----- Given text

Initialize with GLM parameters

# initialize with GLM weights
w0       <- get_weights(model)
w0[[7]]  <- array(0, dim=dim(w0[[7]]))
w0[[8]]  <- array(d.glm$coefficients[2:(length(names0)+1)], dim=dim(w0[[8]]))    # these biases are set to the GLM parameters
w0[[9]]  <- array(1, dim=dim(w0[[9]]))
w0[[10]] <- array(d.glm$coefficients[1], dim=dim(w0[[10]]))
set_weights(model, w0)

# check correctness of this GLM initialization
learn.GLM <- model %>% predict(list(Xlearn, Vlearn), batch_size=10^6)
test.GLM  <- model %>% predict(list(Xtest, Vtest), batch_size=10^6)
(loss.GLM <- round(c(Poisson.Deviance(learn.GLM, Ylearn, Vlearn), Poisson.Deviance(test.GLM, Ytest, Vtest)), 3))
[1] 45.761 45.629

LocalGLMnet fitting

## define callback for early stopping
if (!dir.exists("./Networks")){dir.create("./Networks")}
path1 <- paste0("./Networks/LocalGLMnet1",seed,".weights.h5")
CBs <- callback_model_checkpoint(path1, monitor = "val_loss", verbose = 0,  save_best_only = TRUE, save_weights_only = TRUE)

## compile with Poisson deviance loss and nadam optimizer
model %>% compile(loss = 'poisson', optimizer = 'nadam')
##
fit <- model %>% fit(list(Xlearn, Vlearn),  Ylearn,
                    validation_split=0.1, batch_size=5000, epochs=200, verbose=0, callbacks=CBs)
# early stopping time
which.min(fit[[2]]$val_loss)
[1] 38

LocalGLMnet results

# load early stopping solution
model$load_weights(path1)
w2 <- get_weights(model)

# cumpute the mean estimates
learn$LocalGLMnet <- model %>% predict(list(Xlearn, Vlearn), batch_size=10^6)

----------
----- Data rows

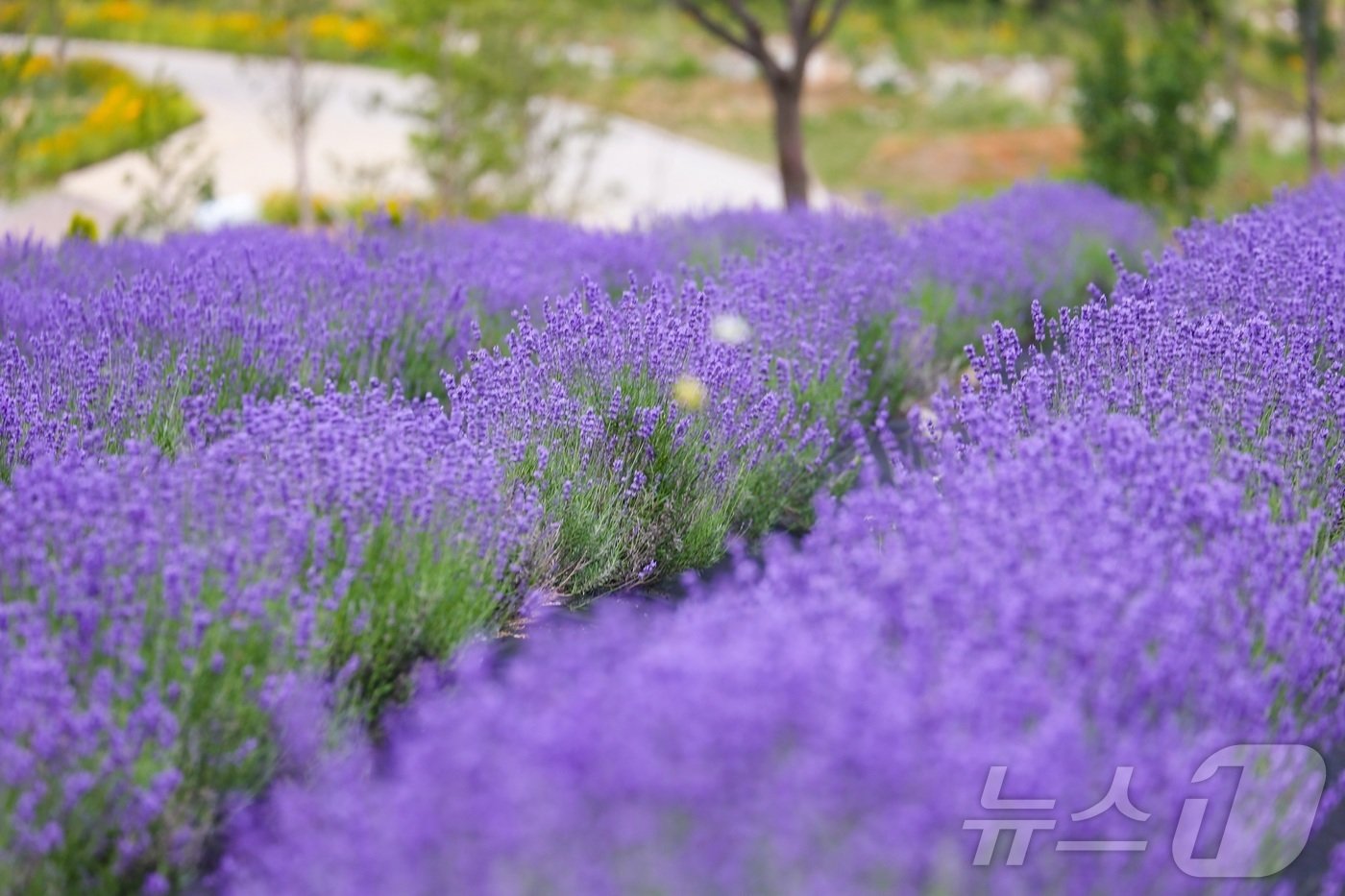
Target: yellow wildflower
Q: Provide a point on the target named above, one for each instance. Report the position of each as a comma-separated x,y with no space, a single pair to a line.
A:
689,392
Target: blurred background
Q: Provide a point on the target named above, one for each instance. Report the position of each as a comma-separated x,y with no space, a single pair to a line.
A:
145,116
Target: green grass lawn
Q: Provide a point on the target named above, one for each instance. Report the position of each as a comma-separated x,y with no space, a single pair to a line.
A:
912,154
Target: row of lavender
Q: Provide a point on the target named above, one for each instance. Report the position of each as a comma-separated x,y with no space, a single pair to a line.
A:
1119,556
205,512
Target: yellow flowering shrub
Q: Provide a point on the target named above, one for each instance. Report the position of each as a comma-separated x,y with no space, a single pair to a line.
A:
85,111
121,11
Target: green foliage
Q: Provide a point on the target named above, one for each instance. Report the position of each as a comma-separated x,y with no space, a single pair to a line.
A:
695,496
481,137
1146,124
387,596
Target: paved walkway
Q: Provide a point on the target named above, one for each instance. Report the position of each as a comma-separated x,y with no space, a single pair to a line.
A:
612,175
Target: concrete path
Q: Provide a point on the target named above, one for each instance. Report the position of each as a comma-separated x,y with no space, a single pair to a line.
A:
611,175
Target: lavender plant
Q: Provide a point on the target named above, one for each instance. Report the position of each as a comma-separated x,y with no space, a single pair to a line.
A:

----------

**Problem to work on:** Which optimizer does the LocalGLMnet code excerpt use to compile the model? The records come from a different source than the LocalGLMnet code excerpt.

**Result of the exercise:** The nadam optimizer.